| Task to carry out |
Please reproduce the whole listing below line for line, changing nothing.

| Listed records |
============================================================

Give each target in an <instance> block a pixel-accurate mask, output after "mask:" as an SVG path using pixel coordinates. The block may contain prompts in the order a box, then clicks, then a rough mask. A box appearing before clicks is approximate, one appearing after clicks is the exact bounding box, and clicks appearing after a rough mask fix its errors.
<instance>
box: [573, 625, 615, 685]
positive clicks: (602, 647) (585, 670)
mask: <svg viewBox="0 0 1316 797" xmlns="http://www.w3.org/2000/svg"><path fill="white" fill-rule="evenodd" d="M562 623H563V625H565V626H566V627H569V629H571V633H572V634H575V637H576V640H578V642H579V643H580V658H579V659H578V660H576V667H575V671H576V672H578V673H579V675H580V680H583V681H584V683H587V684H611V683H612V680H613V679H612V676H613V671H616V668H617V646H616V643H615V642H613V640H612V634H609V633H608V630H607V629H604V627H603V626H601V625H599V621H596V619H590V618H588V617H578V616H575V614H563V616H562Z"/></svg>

============================================================

| Your response |
Give each target in an <instance> block a pixel-accurate mask, output after "mask:" as an SVG path using pixel coordinates. The block may contain prompts in the order a box, then clicks, then a rough mask. A box appearing before clicks is approximate, one appearing after clicks is the exact bounding box, and clicks appearing after a rough mask fix its errors.
<instance>
box: [573, 625, 615, 685]
positive clicks: (602, 647) (585, 670)
mask: <svg viewBox="0 0 1316 797" xmlns="http://www.w3.org/2000/svg"><path fill="white" fill-rule="evenodd" d="M562 623H563V625H565V626H566V627H569V629H571V633H572V634H575V637H576V640H578V642H579V643H580V658H579V659H578V660H576V667H575V671H576V672H578V673H579V675H580V680H583V681H584V683H587V684H611V683H612V680H613V679H612V676H613V671H616V668H617V646H616V643H615V642H613V640H612V634H609V633H608V630H607V629H604V627H603V626H601V625H599V621H596V619H590V618H588V617H578V616H575V614H563V616H562Z"/></svg>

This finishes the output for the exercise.